(Position annotation records)
※ ※ ※

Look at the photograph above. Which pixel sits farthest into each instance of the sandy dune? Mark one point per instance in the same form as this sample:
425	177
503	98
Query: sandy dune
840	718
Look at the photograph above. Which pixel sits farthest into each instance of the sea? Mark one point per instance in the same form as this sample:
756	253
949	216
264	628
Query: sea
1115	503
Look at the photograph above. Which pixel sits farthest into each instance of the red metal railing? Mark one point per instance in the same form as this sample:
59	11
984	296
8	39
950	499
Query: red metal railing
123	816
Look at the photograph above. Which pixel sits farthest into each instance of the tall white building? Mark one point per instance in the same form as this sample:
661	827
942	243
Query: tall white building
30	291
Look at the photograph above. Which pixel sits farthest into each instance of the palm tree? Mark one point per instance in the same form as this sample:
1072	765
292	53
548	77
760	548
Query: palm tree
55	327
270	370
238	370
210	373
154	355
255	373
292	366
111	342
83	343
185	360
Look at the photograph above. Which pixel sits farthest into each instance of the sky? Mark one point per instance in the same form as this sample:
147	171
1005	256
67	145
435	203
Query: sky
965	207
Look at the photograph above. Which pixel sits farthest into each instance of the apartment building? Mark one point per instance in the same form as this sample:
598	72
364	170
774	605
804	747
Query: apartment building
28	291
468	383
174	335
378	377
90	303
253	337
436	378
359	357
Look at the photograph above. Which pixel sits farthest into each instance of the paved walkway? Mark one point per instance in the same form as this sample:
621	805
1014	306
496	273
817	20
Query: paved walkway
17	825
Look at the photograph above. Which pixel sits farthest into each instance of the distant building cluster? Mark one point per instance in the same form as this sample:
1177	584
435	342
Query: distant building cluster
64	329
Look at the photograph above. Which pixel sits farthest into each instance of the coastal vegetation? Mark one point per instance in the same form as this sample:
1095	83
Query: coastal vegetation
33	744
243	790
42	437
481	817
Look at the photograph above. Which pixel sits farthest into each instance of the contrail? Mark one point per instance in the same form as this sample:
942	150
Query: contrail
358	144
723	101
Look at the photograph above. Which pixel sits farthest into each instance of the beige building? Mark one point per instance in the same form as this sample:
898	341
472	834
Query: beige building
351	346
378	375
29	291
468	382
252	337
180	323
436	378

※ ※ ※

Reproduce the listing above word for word.

Look at the photograph above. Which pixel sits farthest into each instance of the sandy dune? Mark one point per instance in the same form as this sample:
425	177
503	98
Query: sandy dune
840	718
Look at the photograph above. Which pixel sits farthest into each instance of the sea? Mark one point per instance in the same form as this sample:
756	253
949	216
264	628
Query: sea
1115	503
Look at the photograph above. Which pixel sits farthest into each instance of the red metal railing? Mark one point per instance in the same form as this sample:
59	11
984	296
8	39
950	499
Query: red metal railing
123	816
Look at the photograph above. Which pixel sits farthest into each instance of the tall white building? Mark one point per instance in the same form as this sample:
661	827
942	243
Query: tall white building
30	291
Look at the photograph above. Which pixel sits farthest into each instance of the palm tree? Mark one point per instance in the same form as this sample:
1072	765
292	53
548	77
760	548
Query: palm tree
55	327
270	370
238	370
210	373
154	355
255	373
292	366
111	342
83	343
185	360
Look at the photograph above. Which pixel sits farthest into each instance of the sky? Mark one point per instance in the same form as this sample:
147	171
1005	256
67	145
435	203
Query: sky
965	207
Look at the photograph above. Which pixel sits farthest into each instance of the apartment building? Mark one point per instance in the same form as this sample:
598	72
364	170
774	605
804	747
Query: apartment building
28	291
468	383
174	335
378	377
90	303
253	337
436	378
359	357
Look at the photograph above. Which pixel sits farthest into each instance of the paved walkway? Mark one point per instance in the same form as this sample:
621	805
1014	306
496	273
817	20
Query: paved walkway
17	825
Look at the photograph above. Which pixel sits farthest into each instance of the distant building cluster? Mark one point per instance in the same form as this sample:
1177	584
435	342
Query: distant building cluster
64	329
Look at the photograph above. Which pixel sits farthest into each instance of the coastal vegetation? Mark one point per instance in the same form as this sample:
1095	83
Query: coastal vegetation
33	744
243	790
42	437
481	817
Look at the photograph above. Which pixel sits farthest into each instance of the contrail? Mark one point per instance in the same form as this sample:
942	150
Query: contrail
358	144
723	101
Look at the photograph above. Which pixel sits farthest into each instance of the beige building? Mark one point per instance in the same form as this sample:
898	341
472	834
Query: beige building
351	346
378	375
29	291
468	382
252	337
180	323
436	378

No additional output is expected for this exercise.